Reproduce every row below word for word, omitting the pictures.

**** EXTRACTED ENTRIES

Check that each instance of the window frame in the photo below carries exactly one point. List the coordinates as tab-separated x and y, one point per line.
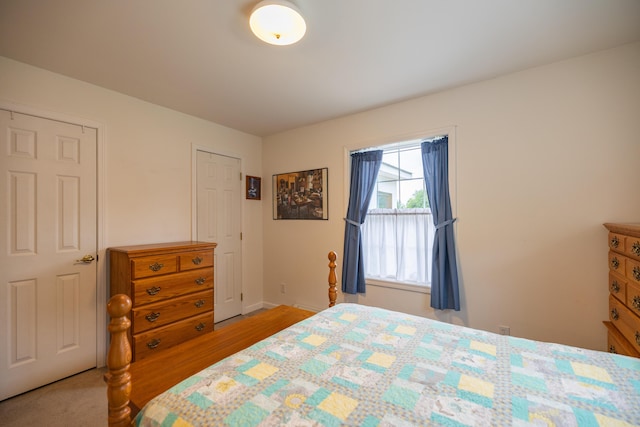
399	141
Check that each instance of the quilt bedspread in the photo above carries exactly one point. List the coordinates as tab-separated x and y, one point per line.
357	365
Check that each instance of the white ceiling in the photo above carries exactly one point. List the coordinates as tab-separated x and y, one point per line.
199	56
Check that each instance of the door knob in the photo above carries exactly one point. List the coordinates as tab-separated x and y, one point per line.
86	259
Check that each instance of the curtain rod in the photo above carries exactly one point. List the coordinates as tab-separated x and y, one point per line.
401	145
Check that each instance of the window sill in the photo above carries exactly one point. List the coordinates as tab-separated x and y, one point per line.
400	286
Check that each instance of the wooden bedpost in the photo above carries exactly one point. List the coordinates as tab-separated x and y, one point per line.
118	378
332	279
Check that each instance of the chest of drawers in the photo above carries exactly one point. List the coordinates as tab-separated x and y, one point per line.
171	290
624	289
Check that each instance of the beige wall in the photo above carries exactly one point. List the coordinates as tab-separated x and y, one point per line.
147	157
544	157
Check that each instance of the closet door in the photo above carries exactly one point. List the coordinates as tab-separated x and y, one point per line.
48	250
219	191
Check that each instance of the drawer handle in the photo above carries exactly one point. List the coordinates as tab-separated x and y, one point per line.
615	286
615	242
614	314
156	266
615	263
152	317
154	291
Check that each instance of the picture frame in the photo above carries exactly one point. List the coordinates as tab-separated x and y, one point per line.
253	187
301	195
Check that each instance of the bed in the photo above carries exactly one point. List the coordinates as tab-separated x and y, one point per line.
357	365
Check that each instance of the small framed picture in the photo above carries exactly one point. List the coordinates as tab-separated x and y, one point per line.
253	187
301	195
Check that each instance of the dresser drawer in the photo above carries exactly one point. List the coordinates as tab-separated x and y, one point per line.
633	298
193	260
156	289
618	286
625	321
617	262
617	242
632	247
156	315
155	340
633	270
153	266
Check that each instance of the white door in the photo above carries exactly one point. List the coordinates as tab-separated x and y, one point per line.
219	190
47	223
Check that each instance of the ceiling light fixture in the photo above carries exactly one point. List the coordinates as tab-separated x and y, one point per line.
277	22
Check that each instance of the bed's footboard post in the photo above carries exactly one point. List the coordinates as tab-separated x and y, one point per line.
118	378
333	294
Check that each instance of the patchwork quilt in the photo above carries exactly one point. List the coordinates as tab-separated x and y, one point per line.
363	366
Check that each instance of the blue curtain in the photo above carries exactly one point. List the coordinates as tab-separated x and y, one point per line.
444	273
364	171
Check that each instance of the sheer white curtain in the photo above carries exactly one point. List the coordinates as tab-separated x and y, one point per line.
397	245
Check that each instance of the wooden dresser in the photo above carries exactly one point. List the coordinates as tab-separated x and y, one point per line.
624	289
171	290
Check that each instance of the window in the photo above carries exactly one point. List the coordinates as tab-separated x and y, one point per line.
397	234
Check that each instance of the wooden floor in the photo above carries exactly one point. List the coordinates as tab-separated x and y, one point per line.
151	376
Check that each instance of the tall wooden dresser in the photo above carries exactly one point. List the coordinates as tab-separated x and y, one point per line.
624	289
171	290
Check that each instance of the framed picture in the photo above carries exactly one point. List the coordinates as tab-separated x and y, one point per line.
254	187
301	195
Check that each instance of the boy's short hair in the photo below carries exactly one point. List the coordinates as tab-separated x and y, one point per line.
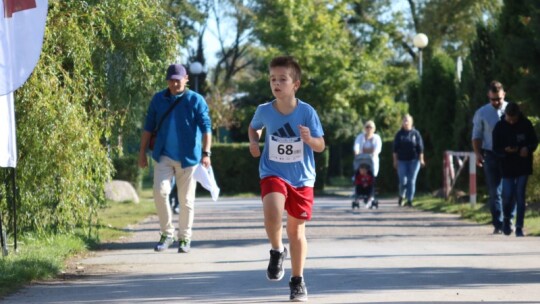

********

> [TASK ANSWER]:
Check that each instance of the window frame in the photo below carries exactly one point. List the coordinates as tab-separated x and y, one point per line.
399	141
Check that each instance of the quilt bedspread in the photo above carries exactly one point. List the coordinates as tab-separated x and y, one point per line.
357	365
Check that each instance of the white ceiling in the photo above carries exactly one point. List the coordinates as tab-separated x and y, one point per line.
199	56
Check that each instance of the door knob in the photo above carries exactly one point. List the coordinates as tab-separated x and y, one point per line.
86	259
Check that each instance of the curtain rod in the photo above carries exactly one point. List the coordinates as tab-separated x and y, one point per line.
401	145
Check that each instance of the window sill in the photo above carries exactly one point. List the coordinates as tab-separated x and y, one point per line.
400	286
Check that each instance of the wooden bedpost in the photo above carries exactly one point. List the coordinates as tab-separated x and y, one point per line.
118	378
332	279
Check that each instance of the chest of drawers in the photo above carries exactly one point. List the coordinates as tab-separated x and y, one point per line.
171	290
624	289
Check that each instance of the beige wall in the photo above carries exactly one point. List the coordinates as tab-separated x and y, one point per line.
147	157
544	157
Check that each instance of the closet door in the photo above carries exactly one point. List the coordinates as tab-separated x and y, one point per line.
48	250
219	191
Check that each instance of the drawer handle in the photo above carries exactly one point. List the coordinates as tab-separated x and y, one point per line.
615	286
615	242
614	314
156	266
615	263
152	317
154	291
Check that each instance of the picture frame in the photo above carries exactly one point. List the coordinates as tab-separated x and y, one point per line.
253	187
301	195
Check that each instance of the bed in the photo above carries exactly one point. List the coordinates as tab-separated x and y, one point per line.
357	365
Check that each instance of the small framed picture in the photo above carries exactly one point. List the coordinates as tab-separated x and y, one point per line.
253	187
301	195
Check that each instance of the dresser drawer in the photo above carries exactly one point. List the coordinates as tab-separated x and y, one point per line.
633	298
193	260
156	289
618	286
625	321
617	262
617	242
632	247
156	315
155	340
633	270
153	266
Check that each instance of the white door in the photo above carries exactly one point. List the coordinates as tab-separated x and y, one point per line.
219	190
47	223
Check that each instance of the ceiling light fixture in the photo above carries exactly one point. List the coordinates as tab-separated x and y, one point per line.
277	22
Check that each instance of the bed's footboard post in the photo above carries exactly one point. List the coordinates as tab-separated x and y, one point per line.
118	378
333	294
Check that each instance of the patchwork quilt in the photo above carries exactly one point. List the coordinates as tab-separated x and y, one point per line.
363	366
Check that each instance of the blue curtain in the photo above carries exactly one point. List the coordinates as tab-separated x and y, one point per line.
444	273
364	171
Check that each instance of the sheer white curtain in the photo above carries exactly one point. List the coordinates as tab-separated x and y, one point per line.
397	245
Check that each instance of the wooden dresser in the photo above carries exactly one point. List the coordinates as tab-separated x and y, one point per line.
624	289
171	290
Check that each instance of the window in the photo above carries exactly one point. List the coordinates as tab-separated x and y, one point per line.
397	234
Check that each instance of the wooden floor in the photo above carries exactly one point. List the coordinates as tab-separated x and y, one point per line.
151	376
Check that each instance of the tall wooden dresser in the photo above carries exactly one point. List the coordinates as tab-separated x and y, one point per line.
624	289
171	290
Check that each instance of the framed picture in the photo above carries exactly one point. List the coordinates as tab-separated x and y, one point per line.
254	187
301	195
Check that each instance of the boy's short hair in the photo below carries exactly one point. List the coordinates as tab-separated x and y, one point per line.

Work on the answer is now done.